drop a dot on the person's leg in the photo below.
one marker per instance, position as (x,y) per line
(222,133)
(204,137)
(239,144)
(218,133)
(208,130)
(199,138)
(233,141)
━━━━━━━━━━━━━━━━━━━━━━━━━━━━━━
With nothing left out, transcribe the records above exactly.

drop a dot on the person's leg in the photo below.
one marker per instance, position as (x,y) per line
(222,133)
(204,137)
(239,144)
(218,133)
(208,130)
(199,138)
(233,141)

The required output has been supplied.